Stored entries
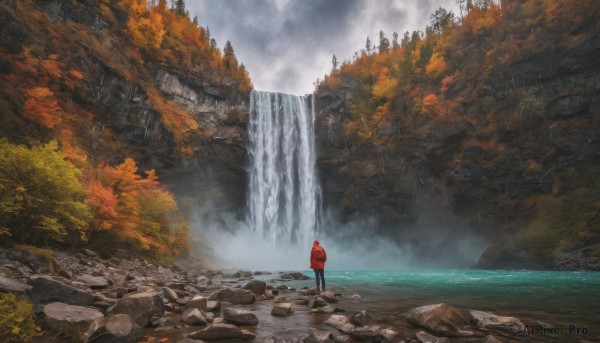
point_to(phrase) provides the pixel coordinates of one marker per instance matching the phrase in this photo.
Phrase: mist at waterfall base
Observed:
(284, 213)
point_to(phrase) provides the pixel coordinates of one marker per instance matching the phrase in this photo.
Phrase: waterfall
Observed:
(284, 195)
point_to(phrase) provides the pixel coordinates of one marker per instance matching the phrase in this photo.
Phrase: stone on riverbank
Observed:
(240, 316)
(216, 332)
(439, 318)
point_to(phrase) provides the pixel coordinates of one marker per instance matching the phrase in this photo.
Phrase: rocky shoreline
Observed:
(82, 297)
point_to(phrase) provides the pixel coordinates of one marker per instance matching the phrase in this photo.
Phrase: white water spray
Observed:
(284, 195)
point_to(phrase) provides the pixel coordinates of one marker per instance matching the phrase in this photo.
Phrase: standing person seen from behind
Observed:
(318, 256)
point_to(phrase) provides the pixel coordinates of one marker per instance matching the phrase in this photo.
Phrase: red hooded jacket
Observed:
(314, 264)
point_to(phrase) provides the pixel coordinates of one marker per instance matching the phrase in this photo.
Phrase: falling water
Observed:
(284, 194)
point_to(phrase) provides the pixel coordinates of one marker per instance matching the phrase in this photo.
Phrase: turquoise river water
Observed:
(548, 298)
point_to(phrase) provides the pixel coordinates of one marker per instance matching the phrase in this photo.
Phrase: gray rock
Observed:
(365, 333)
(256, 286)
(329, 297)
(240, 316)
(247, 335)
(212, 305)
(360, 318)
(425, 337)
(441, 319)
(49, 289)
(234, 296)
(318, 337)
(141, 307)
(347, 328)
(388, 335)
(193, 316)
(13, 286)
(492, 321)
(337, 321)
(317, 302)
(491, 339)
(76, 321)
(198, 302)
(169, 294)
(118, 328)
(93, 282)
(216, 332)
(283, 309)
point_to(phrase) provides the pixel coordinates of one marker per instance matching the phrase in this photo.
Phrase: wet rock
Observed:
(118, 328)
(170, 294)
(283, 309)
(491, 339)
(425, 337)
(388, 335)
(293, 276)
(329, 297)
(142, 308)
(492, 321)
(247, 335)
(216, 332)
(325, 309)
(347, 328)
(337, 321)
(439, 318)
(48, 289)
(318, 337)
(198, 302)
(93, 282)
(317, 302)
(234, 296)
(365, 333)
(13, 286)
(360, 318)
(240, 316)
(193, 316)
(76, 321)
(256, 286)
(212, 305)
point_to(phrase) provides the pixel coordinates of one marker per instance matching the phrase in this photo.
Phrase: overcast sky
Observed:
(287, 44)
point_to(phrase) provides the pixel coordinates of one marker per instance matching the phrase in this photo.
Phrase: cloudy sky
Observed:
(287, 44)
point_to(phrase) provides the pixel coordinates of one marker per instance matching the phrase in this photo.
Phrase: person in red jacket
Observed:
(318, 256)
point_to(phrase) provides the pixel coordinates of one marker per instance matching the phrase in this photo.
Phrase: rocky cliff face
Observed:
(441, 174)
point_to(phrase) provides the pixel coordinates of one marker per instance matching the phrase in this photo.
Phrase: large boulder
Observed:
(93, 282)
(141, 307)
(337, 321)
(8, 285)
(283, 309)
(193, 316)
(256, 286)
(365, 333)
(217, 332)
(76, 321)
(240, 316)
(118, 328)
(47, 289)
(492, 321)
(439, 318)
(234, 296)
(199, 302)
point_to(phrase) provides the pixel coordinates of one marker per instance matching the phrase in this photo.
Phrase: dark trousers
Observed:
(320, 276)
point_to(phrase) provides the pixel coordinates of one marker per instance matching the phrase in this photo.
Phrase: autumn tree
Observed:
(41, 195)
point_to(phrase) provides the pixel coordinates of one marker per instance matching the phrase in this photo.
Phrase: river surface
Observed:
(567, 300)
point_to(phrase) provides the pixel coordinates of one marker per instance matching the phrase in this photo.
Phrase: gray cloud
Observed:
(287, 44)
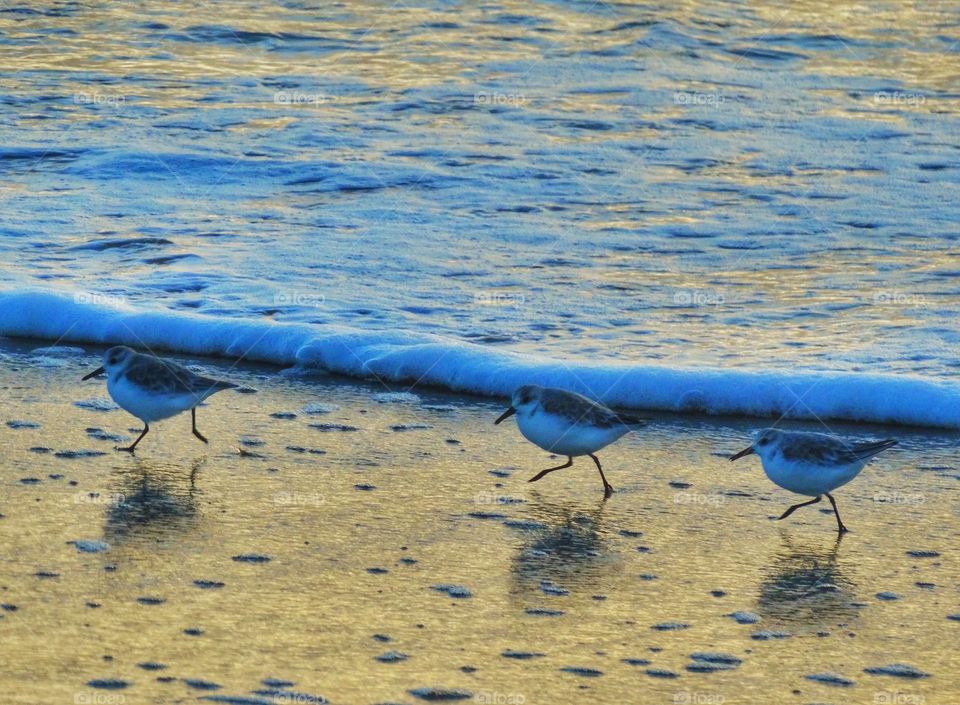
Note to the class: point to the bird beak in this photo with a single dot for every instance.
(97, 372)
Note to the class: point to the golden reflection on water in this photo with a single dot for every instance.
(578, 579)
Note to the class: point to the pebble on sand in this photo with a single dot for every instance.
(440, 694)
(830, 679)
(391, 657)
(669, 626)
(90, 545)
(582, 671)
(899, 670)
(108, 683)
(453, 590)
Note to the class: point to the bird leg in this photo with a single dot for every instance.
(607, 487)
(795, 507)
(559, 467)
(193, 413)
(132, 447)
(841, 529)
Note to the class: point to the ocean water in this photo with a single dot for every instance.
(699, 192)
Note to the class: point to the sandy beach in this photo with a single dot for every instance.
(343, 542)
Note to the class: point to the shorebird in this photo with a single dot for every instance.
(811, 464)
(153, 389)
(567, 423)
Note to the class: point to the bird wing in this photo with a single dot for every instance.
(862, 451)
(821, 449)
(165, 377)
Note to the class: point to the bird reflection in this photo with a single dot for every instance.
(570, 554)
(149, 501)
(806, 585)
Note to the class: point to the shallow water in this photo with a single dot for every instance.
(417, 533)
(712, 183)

* * *

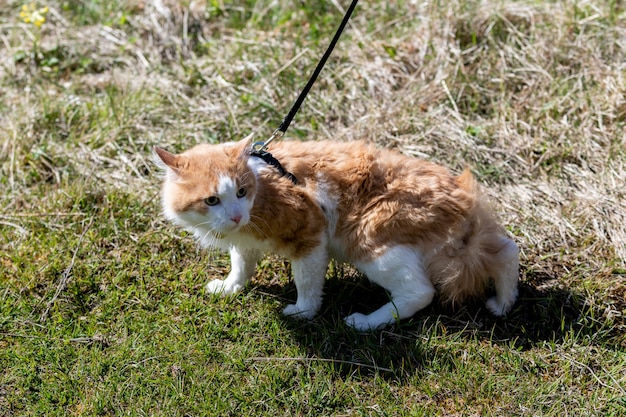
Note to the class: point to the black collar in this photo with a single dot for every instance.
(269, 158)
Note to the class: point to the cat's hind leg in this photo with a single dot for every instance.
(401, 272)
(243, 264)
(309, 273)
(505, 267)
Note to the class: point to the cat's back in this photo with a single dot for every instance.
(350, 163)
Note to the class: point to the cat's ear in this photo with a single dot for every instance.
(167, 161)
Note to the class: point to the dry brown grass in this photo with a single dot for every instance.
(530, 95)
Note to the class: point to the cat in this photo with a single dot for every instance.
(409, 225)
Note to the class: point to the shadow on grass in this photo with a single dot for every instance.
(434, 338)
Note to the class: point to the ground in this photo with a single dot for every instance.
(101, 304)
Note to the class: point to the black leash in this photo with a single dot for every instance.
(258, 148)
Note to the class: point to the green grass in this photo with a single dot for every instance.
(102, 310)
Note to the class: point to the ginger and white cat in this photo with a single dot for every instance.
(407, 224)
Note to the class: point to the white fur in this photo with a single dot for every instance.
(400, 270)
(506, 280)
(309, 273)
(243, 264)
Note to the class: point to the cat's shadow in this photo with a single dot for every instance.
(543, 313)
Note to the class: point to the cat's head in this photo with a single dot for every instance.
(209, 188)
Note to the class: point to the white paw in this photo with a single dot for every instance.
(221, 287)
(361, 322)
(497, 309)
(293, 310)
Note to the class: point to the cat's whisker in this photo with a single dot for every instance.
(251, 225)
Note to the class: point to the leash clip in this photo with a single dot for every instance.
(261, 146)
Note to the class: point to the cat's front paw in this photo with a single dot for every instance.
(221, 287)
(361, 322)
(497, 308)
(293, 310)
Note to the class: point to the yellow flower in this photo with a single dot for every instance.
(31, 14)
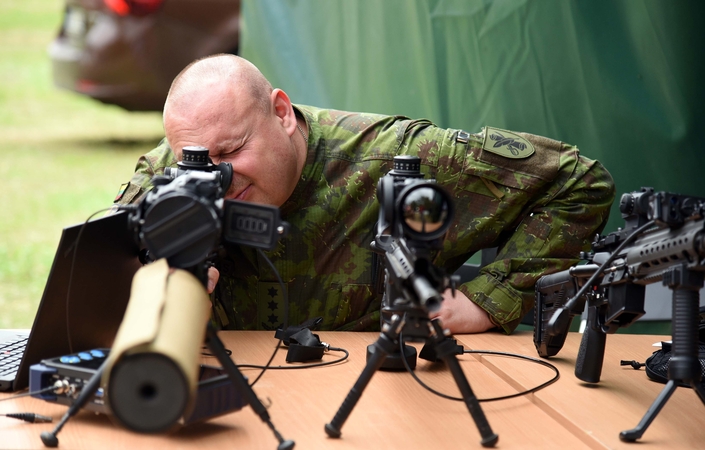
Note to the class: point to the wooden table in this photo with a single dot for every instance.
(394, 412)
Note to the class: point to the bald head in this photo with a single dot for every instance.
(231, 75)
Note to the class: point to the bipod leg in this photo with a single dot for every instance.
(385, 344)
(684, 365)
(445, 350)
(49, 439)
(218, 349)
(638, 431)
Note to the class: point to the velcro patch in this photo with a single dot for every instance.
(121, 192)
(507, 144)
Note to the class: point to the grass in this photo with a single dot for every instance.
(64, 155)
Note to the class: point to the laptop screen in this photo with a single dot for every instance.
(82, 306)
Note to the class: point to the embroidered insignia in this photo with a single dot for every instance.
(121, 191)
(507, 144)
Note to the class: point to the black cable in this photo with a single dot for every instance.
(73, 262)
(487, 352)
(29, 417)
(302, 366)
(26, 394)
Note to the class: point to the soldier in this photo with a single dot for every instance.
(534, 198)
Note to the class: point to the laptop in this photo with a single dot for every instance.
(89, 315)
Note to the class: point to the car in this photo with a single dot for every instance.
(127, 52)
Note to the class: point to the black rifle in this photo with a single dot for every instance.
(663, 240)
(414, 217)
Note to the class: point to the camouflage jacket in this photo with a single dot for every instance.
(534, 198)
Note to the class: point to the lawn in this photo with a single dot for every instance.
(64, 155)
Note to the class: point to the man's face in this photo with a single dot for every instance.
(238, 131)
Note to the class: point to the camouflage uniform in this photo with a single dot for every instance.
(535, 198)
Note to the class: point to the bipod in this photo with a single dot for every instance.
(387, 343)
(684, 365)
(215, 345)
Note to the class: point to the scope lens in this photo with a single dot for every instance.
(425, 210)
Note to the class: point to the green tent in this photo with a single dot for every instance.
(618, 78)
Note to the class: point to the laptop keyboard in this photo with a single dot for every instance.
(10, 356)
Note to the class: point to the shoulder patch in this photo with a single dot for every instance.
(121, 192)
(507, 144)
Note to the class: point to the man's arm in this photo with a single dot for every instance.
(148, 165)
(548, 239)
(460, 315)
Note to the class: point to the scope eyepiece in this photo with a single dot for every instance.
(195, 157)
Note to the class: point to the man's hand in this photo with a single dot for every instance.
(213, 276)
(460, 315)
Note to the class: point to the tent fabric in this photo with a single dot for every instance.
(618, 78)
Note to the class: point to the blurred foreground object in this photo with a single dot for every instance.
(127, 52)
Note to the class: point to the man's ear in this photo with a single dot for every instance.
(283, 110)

#### [SHORT EXERCISE]
Which lines in the records contain the word "green"? Gather every one of them and copy each line in full.

#### [SOLUTION TO THE EXERCISE]
Note to the class: point to the green grass in this photo with a single dot for every instance.
Note to the class: point to the green tent in this photo with a single dot for every instance.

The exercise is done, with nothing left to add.